• DOCUMENT TEXT:
-- START --

Management is based on the response to the questions we had yesterday. Today, some of those responses are still valid, many are not. Leadership is needed to address the questions of today and bring us to a different place. This is especially true in times of great change. As noted in Presence:

“Our actions are most likely to revert to what is habitual when we are in a state of fear or anxiety…. Even as conditions in the world change dramatically, most businesses, governments, schools, and other large organizations, driven by fear, continue to take the same kinds of institutional actions that they always have…. At best, we get better at what we have always done. We remain secure in the concern of our own worldview, isolated from the larger world.”

Debates about which role is better, misses the point. The list isn’t about labels. It’s about different roles that produce different results. By creating a leader-manager distinction, by pulling them apart, we get a better sense of how they fit together. John Kotter makes this clear in What Leaders Really Do:

The point here is not that leadership is good and management is bad. They are simply different and serve different purposes. The fundamental purpose of management is to keep the current system functioning. The fundamental purpose of leadership is to produce useful change, especially non-incremental change. It is possible to have too much or too little of either. Strong leadership with no management risks chaos; the organization might walk right off a cliff. Strong management with no leadership tends to entrench an organization in deadly bureaucracy.

-- END --

• PROVIDED INFORMATION:
-- START --

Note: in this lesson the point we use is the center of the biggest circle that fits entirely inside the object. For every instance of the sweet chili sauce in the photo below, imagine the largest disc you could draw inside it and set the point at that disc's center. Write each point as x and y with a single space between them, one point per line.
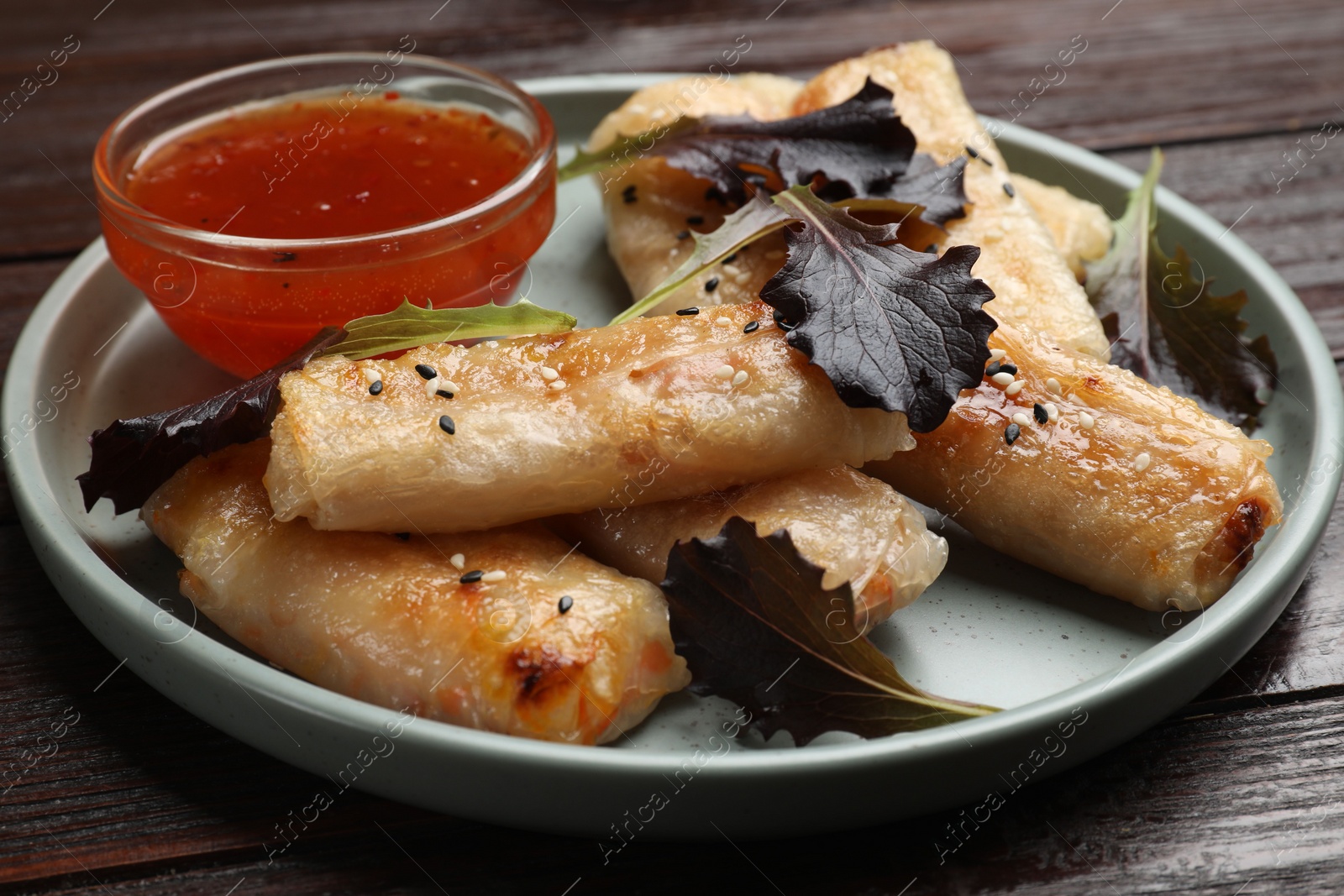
316 170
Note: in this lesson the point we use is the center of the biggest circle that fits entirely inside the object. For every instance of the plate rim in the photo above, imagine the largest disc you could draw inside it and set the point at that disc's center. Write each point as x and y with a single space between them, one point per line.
1277 569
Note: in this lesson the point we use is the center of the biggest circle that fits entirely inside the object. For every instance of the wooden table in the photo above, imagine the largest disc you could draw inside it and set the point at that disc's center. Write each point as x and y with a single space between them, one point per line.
1240 793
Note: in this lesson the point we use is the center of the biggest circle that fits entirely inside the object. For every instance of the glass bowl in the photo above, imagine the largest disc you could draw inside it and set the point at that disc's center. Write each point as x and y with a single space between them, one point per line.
245 302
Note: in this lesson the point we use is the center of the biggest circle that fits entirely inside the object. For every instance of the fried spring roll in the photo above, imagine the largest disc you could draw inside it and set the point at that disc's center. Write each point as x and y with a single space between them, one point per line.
1131 490
853 527
651 410
389 621
1032 284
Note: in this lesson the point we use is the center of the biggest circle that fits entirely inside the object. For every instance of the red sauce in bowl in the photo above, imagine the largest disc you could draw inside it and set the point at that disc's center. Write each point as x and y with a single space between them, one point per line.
253 228
302 170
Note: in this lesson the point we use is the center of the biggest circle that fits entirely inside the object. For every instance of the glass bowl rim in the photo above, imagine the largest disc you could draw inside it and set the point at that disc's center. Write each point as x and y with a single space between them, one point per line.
524 181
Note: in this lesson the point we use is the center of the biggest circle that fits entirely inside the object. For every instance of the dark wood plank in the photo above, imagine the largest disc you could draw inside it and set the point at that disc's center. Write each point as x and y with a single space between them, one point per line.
1243 804
1152 70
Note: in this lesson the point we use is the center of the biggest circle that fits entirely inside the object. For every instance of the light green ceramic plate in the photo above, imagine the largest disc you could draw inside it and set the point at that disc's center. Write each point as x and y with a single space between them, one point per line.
990 631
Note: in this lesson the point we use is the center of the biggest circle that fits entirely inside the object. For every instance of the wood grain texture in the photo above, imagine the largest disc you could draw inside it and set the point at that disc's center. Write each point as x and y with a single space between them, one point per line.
1152 70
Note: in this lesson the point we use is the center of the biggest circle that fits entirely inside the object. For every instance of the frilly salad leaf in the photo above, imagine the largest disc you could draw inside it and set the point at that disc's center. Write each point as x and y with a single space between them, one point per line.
1167 325
857 149
893 328
132 458
756 626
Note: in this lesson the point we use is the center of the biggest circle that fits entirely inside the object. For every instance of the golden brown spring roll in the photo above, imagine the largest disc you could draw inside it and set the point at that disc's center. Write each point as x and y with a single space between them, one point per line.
1128 488
549 644
645 411
1081 230
1019 261
853 526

-- END --

• WORK TO COMPLETE:
a – In the text on leadership and management, list the kinds of organizations named in the quotation from Presence.
b – From the text on leadership and management, write out the passage between "The point here" and "in deadly bureaucracy.", inclusive.
The listing is separate material, unrelated to the text on leadership and management.

• SOLUTIONS TO THE EXERCISE:
a – businesses, governments, schools, other large organizations

b –
The point here is not that leadership is good and management is bad. They are simply different and serve different purposes. The fundamental purpose of management is to keep the current system functioning. The fundamental purpose of leadership is to produce useful change, especially non-incremental change. It is possible to have too much or too little of either. Strong leadership with no management risks chaos; the organization might walk right off a cliff. Strong management with no leadership tends to entrench an organization in deadly bureaucracy.